*WRITTEN INSTRUCTION*. Your task is to copy every line of this material exactly.

Pointing dataset excerpts:
>>>
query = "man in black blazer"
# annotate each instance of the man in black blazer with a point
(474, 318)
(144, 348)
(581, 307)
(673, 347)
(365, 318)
<<<
*REPLY TO THE EXERCISE*.
query = "man in black blazer"
# annotate each instance of the man in black blazer with a point
(474, 318)
(144, 348)
(581, 307)
(673, 347)
(365, 318)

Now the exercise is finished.